— START OF Provided text —
# Looking for aviator chest plans



## PTownSubbie (Mar 6, 2009)

OK. Maybe not an aviator chest but something along those lines. I am looking for inspiration to build a chest for my boss that is retiring after 30 years of Naval Service as an Aviator.

I am looking for a flip top chest. Sort of like a treasure chest. Likely rounded on the top. Plans are to make it so he can put his flight suit, helmet and other collectables in it for storage.

Does anyone have any pictures or plans of a chest that may work?

Fred


----------



## Deadhead Derek (Dec 15, 2008)

this is a chest I am making for a time capsule, though smaller than I would think you would need. the top is ripped on the widest strip that will allow for the radius to be planed out of it, on a 9 degree bevel, and glued up on forms. the inlay on the top is cut in by hand, but a radiused base could be made for a router or dremel. the sides are dovetailed, and they will be covered by columns on the exterior that also have feet to them. rough dimension on this one are 21 long 13 wide and 9 tall.


----------



## PTownSubbie (Mar 6, 2009)

Derek,

That is definately along the lines of what I am looking for. Is it difficult to create the curvature on the top? That is really the only section that I am concerned with. I have done enough other woodwoorking to be able to create the rest.

Did you build this from plans or just trial and error?

Thanks for any info on how to build a curved top....
— END OF Provided text —
— START OF Extracted information —
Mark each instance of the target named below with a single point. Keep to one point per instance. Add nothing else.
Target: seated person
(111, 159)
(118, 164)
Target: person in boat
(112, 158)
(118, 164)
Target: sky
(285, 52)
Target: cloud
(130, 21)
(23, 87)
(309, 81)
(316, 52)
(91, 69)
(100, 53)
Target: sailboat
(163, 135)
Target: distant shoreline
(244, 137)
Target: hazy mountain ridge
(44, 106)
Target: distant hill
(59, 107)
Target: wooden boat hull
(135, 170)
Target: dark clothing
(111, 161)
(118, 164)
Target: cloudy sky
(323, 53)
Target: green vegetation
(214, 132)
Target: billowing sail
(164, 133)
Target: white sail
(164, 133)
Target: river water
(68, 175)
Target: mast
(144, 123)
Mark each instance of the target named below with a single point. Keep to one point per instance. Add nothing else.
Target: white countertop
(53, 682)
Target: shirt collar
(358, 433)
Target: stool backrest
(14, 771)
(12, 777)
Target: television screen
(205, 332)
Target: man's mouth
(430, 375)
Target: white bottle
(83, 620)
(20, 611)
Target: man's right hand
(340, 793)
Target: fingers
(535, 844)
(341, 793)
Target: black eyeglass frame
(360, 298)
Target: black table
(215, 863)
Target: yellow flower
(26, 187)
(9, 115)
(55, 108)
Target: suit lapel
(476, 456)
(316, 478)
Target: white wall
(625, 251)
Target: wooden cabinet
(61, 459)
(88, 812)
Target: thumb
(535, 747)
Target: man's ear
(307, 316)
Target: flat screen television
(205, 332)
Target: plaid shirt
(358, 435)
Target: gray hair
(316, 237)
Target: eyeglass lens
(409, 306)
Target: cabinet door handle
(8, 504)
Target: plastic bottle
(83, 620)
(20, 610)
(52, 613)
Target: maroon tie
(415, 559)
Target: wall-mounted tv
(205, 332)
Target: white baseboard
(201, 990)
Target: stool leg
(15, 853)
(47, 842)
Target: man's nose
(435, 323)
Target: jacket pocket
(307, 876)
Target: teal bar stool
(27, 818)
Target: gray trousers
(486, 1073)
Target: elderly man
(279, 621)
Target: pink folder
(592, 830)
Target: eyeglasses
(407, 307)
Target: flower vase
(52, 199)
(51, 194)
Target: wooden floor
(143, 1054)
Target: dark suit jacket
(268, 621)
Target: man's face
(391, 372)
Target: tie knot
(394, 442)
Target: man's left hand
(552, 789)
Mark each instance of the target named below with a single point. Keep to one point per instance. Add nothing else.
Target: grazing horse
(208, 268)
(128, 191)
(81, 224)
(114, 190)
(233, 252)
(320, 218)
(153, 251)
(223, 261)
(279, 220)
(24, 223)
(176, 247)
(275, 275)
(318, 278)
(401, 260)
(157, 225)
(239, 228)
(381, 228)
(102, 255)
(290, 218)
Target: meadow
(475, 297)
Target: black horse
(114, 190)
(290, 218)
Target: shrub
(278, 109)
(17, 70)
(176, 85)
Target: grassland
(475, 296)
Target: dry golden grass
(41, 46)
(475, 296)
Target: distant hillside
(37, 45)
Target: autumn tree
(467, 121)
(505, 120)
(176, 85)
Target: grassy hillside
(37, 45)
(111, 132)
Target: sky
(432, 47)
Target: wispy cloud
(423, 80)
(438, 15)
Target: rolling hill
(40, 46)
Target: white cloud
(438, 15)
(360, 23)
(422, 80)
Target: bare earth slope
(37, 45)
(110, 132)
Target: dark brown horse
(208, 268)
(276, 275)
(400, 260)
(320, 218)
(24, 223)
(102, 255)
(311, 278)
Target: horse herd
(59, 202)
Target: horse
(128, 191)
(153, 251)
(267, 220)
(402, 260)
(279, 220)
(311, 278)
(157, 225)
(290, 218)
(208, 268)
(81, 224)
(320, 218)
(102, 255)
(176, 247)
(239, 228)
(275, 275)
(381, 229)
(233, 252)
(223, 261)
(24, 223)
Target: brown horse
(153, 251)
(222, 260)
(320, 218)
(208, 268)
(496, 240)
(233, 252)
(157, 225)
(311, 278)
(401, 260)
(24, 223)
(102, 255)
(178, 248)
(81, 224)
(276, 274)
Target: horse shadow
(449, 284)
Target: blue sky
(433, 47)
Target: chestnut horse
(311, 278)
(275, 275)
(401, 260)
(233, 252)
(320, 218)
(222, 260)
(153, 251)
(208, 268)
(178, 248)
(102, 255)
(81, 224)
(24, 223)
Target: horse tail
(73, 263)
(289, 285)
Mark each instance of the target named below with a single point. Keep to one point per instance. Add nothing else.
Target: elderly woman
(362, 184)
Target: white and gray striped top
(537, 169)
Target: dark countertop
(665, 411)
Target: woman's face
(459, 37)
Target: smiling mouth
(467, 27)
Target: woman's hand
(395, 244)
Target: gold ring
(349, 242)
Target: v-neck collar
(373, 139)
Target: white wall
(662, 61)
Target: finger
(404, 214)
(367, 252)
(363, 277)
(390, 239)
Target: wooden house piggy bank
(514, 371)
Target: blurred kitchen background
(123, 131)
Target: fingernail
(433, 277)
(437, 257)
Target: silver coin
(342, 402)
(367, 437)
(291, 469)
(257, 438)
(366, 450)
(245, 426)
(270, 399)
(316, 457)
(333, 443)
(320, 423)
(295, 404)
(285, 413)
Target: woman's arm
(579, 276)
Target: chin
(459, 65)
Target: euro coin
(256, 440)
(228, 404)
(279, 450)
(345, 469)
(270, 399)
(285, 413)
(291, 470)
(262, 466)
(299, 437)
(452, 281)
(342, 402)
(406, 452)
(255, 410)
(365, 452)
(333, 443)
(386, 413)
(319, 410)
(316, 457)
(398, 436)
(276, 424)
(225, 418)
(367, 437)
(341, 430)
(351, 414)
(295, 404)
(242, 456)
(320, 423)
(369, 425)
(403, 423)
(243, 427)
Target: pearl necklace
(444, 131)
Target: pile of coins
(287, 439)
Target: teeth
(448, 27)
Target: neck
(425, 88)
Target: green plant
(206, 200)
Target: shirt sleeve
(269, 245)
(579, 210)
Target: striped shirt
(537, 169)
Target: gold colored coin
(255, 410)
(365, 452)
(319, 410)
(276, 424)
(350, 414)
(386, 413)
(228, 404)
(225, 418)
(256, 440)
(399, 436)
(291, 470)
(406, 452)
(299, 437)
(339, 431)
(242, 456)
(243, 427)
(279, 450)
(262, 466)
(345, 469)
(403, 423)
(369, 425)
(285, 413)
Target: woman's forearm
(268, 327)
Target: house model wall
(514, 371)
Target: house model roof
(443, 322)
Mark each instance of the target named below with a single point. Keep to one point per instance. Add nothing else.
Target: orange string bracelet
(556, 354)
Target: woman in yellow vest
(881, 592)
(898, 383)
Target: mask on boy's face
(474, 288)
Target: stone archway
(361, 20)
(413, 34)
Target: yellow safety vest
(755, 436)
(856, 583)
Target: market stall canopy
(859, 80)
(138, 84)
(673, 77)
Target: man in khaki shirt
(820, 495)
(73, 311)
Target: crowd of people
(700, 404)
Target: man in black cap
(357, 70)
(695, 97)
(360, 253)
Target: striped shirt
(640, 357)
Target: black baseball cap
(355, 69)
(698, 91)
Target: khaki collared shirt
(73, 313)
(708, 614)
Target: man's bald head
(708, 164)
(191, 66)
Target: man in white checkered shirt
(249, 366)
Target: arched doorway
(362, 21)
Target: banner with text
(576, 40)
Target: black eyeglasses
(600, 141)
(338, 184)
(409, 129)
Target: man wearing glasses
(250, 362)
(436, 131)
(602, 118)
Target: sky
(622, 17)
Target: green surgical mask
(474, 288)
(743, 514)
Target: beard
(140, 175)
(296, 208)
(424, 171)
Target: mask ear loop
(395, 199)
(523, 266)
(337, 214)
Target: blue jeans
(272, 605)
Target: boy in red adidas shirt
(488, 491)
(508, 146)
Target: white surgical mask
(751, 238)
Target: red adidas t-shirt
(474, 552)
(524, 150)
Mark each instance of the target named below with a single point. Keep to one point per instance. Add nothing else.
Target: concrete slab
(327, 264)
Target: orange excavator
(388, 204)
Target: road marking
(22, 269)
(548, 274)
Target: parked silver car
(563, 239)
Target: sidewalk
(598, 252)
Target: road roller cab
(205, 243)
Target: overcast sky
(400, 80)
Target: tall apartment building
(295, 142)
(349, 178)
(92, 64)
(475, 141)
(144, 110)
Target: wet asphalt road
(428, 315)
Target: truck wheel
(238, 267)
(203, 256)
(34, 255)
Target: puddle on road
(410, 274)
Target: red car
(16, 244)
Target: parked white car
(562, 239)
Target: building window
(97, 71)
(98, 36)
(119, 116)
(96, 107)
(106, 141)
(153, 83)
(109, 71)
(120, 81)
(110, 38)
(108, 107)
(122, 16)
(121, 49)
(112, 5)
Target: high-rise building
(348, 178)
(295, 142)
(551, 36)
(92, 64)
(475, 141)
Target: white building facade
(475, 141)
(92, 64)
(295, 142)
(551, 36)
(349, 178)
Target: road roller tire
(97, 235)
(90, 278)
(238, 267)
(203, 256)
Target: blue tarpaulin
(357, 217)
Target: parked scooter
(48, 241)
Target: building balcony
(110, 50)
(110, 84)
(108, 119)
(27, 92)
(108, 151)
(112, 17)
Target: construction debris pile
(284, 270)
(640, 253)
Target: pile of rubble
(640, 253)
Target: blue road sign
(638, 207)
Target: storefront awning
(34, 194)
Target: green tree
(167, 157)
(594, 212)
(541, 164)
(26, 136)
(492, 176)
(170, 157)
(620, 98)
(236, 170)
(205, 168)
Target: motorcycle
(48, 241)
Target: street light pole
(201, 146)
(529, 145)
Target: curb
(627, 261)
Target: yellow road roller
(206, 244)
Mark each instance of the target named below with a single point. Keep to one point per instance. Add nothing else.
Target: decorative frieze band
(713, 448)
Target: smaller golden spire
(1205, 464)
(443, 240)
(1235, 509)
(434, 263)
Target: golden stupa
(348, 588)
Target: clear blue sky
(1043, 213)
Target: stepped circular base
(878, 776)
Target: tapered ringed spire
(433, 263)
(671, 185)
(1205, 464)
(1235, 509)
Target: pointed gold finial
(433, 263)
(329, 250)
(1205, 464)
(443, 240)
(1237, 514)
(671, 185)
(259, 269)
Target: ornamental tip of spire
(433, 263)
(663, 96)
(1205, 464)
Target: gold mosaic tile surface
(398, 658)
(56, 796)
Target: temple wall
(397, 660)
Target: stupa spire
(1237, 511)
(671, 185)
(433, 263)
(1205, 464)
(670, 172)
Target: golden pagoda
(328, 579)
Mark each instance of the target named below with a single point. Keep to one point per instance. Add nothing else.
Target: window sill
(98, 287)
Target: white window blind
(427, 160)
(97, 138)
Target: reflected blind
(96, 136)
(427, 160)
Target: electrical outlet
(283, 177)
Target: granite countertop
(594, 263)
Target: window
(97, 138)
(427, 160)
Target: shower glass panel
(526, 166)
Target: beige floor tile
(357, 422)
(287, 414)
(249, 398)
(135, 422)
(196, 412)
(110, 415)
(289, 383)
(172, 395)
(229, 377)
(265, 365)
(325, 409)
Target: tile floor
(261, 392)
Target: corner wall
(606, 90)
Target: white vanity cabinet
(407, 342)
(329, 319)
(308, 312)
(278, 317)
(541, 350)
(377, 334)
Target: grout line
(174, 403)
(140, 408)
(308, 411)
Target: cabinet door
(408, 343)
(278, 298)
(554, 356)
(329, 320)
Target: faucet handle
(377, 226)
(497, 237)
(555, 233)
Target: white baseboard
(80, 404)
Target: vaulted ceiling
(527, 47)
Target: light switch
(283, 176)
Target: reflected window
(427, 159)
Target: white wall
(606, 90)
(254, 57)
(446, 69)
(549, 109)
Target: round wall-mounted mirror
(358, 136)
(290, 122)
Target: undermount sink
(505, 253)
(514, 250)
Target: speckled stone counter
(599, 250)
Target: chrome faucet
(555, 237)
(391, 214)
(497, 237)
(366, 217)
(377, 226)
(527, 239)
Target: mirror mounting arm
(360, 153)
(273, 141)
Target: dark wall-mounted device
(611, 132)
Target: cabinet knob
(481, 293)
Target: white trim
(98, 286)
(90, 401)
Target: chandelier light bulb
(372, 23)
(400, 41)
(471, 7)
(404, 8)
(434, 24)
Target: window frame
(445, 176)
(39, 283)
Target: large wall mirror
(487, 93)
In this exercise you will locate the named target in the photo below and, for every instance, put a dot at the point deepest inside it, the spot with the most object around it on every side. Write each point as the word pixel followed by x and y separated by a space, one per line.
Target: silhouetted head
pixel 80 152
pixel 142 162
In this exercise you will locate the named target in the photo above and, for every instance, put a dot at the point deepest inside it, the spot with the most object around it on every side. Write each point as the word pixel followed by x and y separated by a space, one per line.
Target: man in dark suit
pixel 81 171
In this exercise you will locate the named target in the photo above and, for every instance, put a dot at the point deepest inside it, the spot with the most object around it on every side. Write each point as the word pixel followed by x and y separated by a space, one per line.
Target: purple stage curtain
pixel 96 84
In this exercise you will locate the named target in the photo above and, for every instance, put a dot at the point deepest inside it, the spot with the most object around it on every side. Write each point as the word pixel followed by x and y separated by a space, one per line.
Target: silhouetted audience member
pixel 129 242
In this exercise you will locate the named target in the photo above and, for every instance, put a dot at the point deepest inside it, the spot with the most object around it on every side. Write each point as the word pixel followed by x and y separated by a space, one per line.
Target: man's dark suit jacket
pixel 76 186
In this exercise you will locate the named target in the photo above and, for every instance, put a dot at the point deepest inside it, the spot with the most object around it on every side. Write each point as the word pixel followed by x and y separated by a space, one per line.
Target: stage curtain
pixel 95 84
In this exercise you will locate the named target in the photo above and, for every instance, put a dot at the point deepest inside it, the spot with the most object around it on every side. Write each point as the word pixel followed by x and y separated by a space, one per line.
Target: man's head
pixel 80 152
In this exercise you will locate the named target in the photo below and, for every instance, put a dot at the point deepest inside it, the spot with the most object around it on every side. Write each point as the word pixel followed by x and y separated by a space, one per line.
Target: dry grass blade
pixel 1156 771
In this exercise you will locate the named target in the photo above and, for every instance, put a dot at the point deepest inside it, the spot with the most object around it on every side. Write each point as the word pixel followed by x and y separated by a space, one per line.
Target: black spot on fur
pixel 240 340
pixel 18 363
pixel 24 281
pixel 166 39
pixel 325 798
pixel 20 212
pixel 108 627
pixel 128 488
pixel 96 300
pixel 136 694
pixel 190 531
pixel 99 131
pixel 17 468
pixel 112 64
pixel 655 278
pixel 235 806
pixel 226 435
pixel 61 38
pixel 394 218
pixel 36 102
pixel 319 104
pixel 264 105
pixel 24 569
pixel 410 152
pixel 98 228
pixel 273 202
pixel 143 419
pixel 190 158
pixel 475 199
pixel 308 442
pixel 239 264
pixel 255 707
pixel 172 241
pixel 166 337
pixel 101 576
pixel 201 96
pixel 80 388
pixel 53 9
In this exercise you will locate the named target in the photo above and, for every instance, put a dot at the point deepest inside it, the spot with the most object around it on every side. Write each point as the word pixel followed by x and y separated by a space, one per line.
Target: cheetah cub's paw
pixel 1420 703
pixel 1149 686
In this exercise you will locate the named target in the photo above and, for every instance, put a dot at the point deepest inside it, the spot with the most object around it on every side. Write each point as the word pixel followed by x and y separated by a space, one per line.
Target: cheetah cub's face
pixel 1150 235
— END OF Extracted information —
- **Written problem**
Do these statements agree with the aviator chest thread? For each one, answer yes or no and quote the words from the thread that decide it.
1. The chest Fred wants is meant to hold his boss's flight suit and helmet.
2. On Derek's time capsule chest, the inlay on the top was cut with a router.
3. The strips for Derek's top are set on a 9 degree bevel.
The material isn't needed for the work that follows.

- **Expected output**
1. Yes: "so he can put his flight suit, helmet and other collectables in it for storage"
2. No: "the inlay on the top is cut in by hand"
3. Yes: "on a 9 degree bevel"